[STATED EXERCISE] Would you copy only the lines below, beginning with the one that contains "of the tall" and running through the last entry line?
++++
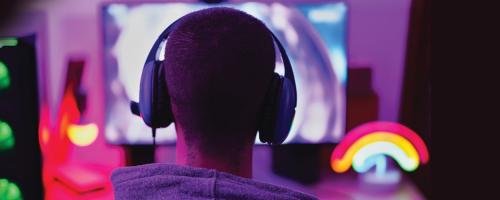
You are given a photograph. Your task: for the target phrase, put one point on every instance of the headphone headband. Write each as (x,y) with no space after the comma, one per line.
(164,35)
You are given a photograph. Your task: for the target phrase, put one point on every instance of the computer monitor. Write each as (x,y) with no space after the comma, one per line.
(313,34)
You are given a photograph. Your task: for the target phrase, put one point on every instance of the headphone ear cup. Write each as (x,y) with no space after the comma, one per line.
(154,102)
(269,111)
(164,113)
(286,111)
(146,93)
(278,112)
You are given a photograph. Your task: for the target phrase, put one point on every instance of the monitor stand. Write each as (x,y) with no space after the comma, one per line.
(139,154)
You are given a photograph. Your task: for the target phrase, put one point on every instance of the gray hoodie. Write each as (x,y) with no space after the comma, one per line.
(166,181)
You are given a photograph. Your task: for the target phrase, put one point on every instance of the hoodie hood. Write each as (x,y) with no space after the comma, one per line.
(166,181)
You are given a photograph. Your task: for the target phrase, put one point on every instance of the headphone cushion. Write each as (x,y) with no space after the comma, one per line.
(269,110)
(286,111)
(278,111)
(153,90)
(146,93)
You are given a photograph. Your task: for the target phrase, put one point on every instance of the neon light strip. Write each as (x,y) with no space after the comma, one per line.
(360,164)
(342,164)
(390,127)
(8,42)
(82,135)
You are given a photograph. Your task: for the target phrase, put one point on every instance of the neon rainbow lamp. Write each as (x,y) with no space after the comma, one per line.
(369,145)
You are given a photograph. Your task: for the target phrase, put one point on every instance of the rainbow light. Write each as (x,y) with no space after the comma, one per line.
(363,146)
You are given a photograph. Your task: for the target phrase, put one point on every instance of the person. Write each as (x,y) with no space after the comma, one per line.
(219,65)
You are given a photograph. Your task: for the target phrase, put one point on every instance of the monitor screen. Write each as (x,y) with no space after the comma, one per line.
(314,36)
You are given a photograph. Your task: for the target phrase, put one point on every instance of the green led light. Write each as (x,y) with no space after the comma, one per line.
(6,136)
(9,190)
(4,42)
(4,76)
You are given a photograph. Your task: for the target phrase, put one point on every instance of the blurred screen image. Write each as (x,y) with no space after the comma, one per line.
(314,36)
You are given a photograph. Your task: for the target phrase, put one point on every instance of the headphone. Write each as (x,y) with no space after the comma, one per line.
(154,101)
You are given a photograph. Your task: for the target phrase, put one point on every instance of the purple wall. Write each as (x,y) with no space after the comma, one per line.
(377,38)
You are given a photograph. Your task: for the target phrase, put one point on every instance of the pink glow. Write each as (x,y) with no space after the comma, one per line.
(390,127)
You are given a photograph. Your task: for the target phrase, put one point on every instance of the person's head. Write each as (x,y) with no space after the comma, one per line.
(219,64)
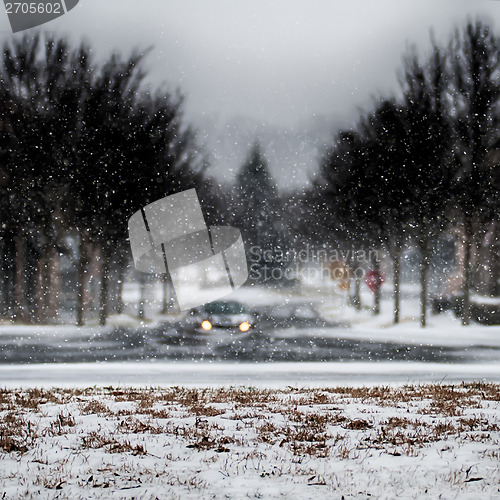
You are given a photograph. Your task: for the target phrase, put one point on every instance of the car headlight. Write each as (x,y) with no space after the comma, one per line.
(206,325)
(245,326)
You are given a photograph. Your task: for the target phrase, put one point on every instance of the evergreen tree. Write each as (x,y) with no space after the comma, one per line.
(256,207)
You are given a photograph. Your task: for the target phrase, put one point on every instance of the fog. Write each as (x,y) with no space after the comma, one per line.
(287,71)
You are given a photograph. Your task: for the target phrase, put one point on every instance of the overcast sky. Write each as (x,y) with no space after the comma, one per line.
(276,61)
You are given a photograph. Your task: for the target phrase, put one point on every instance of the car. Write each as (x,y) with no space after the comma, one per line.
(224,315)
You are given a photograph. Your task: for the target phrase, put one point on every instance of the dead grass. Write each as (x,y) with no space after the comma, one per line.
(307,422)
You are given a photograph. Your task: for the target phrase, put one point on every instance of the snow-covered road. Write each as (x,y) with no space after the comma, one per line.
(247,374)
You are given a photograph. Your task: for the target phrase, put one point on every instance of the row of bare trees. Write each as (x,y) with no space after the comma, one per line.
(82,147)
(420,163)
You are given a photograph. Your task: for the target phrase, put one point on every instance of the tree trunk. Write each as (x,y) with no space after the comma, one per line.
(467,273)
(119,288)
(4,280)
(378,288)
(167,294)
(142,300)
(9,274)
(397,276)
(19,279)
(81,282)
(357,293)
(424,265)
(103,304)
(41,288)
(53,283)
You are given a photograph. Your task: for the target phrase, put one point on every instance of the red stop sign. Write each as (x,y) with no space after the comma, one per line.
(374,280)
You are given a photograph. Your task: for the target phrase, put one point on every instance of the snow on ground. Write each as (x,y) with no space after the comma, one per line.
(406,442)
(225,374)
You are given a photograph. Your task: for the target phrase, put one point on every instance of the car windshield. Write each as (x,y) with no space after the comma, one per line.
(226,308)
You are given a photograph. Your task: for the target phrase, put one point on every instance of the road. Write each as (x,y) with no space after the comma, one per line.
(279,345)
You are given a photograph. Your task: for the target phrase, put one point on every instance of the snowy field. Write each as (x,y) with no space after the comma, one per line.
(172,428)
(437,441)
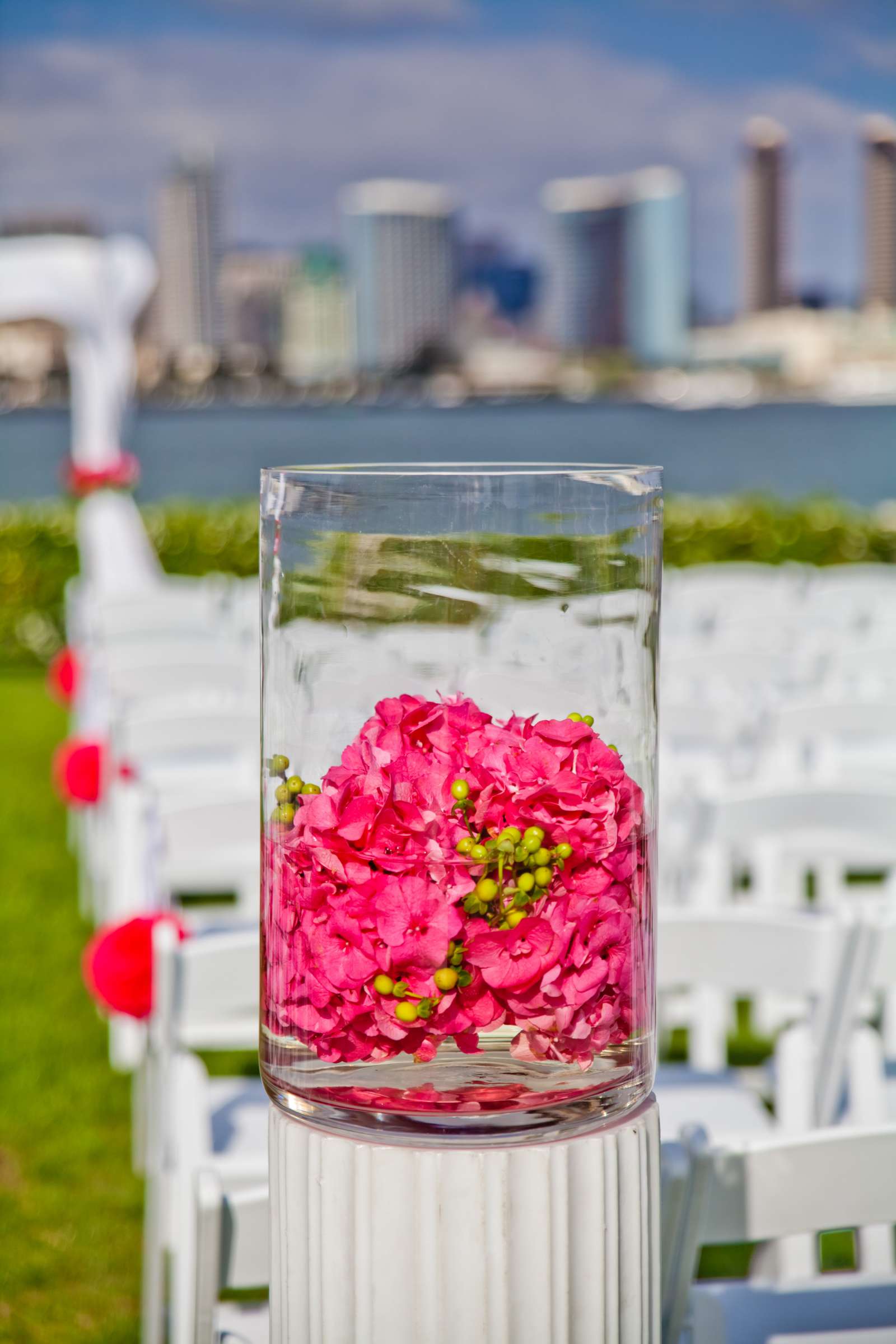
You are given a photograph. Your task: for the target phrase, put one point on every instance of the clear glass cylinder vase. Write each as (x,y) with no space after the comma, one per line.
(459,795)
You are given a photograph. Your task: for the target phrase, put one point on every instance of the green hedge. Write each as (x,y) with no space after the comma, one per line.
(38,550)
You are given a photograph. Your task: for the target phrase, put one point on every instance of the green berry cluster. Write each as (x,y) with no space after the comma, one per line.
(519,866)
(413,1007)
(582,718)
(288,792)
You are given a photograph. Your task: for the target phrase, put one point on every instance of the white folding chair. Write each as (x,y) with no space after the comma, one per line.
(143,670)
(839,736)
(171,847)
(718,955)
(163,737)
(204,998)
(781,1187)
(231,1253)
(781,832)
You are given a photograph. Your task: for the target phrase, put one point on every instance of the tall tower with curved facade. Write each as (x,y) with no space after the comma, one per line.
(621,268)
(880,212)
(190,249)
(402,263)
(763,216)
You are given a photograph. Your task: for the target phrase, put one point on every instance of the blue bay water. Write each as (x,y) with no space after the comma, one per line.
(783,449)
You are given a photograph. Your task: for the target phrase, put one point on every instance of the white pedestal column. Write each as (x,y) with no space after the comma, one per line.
(543,1244)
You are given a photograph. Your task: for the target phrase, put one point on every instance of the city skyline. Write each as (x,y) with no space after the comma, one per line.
++++
[RESPONSE TO THE EXERCISE]
You are given a photograph. Your task: for the target phrase, put one point on every instance of the tall tower with curved facade. Write each as (x,y) with no space after the comma, one per line.
(621,268)
(880,212)
(190,249)
(402,263)
(763,216)
You are given a photograph. Your task: for the target phrase, put one point on every instance of the blue bay water. Write each as (x,y) with no space after the comma, one per line.
(783,449)
You are given a photograph. Your task: for the target phrase, put one point on every instance of the white pedestal column. Write each as (x,y) with no space after the comma, one per line.
(543,1244)
You are given a photograph. Your task: for the target phrase, put one point on every instance of the city skyline. Write each as (x,y) with no space after the comma, one per line.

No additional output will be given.